Short exercise
Write out all of the data exactly as it appears.

Listed entries
-- BEGIN --

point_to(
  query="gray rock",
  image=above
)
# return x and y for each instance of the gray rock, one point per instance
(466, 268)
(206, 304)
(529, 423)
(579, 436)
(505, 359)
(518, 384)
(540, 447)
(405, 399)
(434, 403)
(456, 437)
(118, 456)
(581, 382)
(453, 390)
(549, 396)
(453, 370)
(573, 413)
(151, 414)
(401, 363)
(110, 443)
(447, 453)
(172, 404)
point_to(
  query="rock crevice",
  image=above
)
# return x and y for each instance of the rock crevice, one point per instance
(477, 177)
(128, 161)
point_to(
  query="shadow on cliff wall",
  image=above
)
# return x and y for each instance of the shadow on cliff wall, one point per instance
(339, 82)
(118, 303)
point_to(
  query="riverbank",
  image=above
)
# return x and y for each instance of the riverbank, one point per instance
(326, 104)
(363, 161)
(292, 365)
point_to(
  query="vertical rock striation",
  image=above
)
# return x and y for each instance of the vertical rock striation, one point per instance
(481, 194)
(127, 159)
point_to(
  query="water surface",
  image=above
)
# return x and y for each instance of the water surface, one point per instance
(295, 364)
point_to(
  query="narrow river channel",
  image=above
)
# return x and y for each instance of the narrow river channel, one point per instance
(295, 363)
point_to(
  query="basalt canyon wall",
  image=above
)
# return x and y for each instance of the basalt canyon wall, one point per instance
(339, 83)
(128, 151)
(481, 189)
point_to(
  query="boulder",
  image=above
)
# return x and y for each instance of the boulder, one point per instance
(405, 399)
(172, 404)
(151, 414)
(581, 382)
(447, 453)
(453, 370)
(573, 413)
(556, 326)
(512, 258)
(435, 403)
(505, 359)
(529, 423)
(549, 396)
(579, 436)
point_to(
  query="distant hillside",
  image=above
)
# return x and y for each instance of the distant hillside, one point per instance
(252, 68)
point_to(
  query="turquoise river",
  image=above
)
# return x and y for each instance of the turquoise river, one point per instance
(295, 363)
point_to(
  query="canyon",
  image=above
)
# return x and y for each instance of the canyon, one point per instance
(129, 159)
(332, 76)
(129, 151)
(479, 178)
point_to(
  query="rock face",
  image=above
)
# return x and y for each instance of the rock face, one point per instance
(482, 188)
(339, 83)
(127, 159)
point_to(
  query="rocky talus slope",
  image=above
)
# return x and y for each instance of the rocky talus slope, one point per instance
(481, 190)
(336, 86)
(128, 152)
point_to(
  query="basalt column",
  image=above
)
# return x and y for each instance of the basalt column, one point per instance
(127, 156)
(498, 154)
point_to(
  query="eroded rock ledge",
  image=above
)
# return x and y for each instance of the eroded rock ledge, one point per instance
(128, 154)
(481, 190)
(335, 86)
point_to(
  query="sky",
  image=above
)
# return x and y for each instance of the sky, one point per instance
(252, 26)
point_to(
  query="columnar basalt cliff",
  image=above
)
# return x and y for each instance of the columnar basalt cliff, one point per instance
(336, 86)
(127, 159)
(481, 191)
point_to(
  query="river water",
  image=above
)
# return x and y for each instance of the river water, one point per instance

-- END --

Written response
point_to(
  query="gray rock",
  image=above
)
# return x and y for each instance of the gray rock, one point per instance
(466, 268)
(206, 304)
(529, 423)
(579, 436)
(505, 359)
(518, 384)
(540, 447)
(405, 399)
(434, 403)
(456, 437)
(118, 456)
(581, 382)
(453, 390)
(549, 396)
(453, 370)
(573, 413)
(151, 414)
(401, 363)
(110, 443)
(447, 453)
(172, 404)
point_to(
  query="rock crevice",
  image=above
)
# return x and y for each instance of the rock crevice, one point per instance
(477, 177)
(128, 161)
point_to(
  query="shadow on cliff wall",
  image=above
)
# return x and y for each instance of the shadow on cliff wall, one point per instance
(339, 82)
(118, 303)
point_to(
  query="riverbank",
  image=above
)
# return x and y for each instance of the riverbank, one point per instance
(326, 104)
(363, 161)
(292, 365)
point_to(
  query="vertical rock striation",
  image=above
)
# return x and y for each instance of the vertical rock striation, one point per instance
(481, 194)
(127, 159)
point_to(
  query="water surface",
  image=above
)
# return x and y for each instance of the water surface, one point per instance
(295, 364)
point_to(
  query="narrow river channel",
  image=above
)
# return x and y for each instance of the narrow river channel, one point per instance
(295, 363)
point_to(
  query="basalt canyon wall",
  image=above
)
# return x and y for each instance of the basalt canyon wall, one point per instance
(339, 83)
(128, 151)
(481, 189)
point_to(
  query="boulder",
  image=above
)
# return x and y for each instance of the boulder, one point per instance
(405, 399)
(172, 404)
(151, 414)
(581, 382)
(447, 453)
(453, 370)
(573, 413)
(556, 326)
(512, 258)
(435, 403)
(505, 359)
(529, 423)
(549, 396)
(579, 436)
point_to(
  query="distant hillside",
  image=above
)
# return x and y for each instance of the distant hillside, one point per instance
(252, 68)
point_to(
  query="turquoise river",
  image=above
)
# return x and y for each instance of the turquoise river, one point per instance
(295, 363)
point_to(
  query="canyon",
  image=above
)
# return x and y for each instance of the canyon, one point per instance
(129, 159)
(332, 76)
(129, 151)
(479, 178)
point_to(
  query="rock face",
  image=above
)
# return x and y for each instance of the rock face, one point per instance
(482, 188)
(339, 83)
(127, 159)
point_to(
  query="rocky talus slope",
  image=above
)
# return x and y for each instance of the rocky talus slope, one point per instance
(481, 190)
(336, 86)
(128, 152)
point_to(
  query="basalt column",
  image=above
)
# return x and y for each instance of the basalt column, one point per instance
(127, 156)
(498, 154)
point_to(
  query="eroded rock ledge",
  image=above
)
# return x and y for each instance of the eroded rock ledge, one point per instance
(128, 154)
(481, 190)
(335, 86)
point_to(
  query="sky",
  image=above
)
# return x and y for each instance of the sky, one point per instance
(252, 26)
point_to(
  query="columnar basalt cliff",
  image=above
)
# return x and y for each instance of the columnar basalt cliff, one point per instance
(336, 86)
(127, 159)
(481, 191)
point_to(
  query="river water",
  image=above
)
# return x and y for each instance of the river water, one point per instance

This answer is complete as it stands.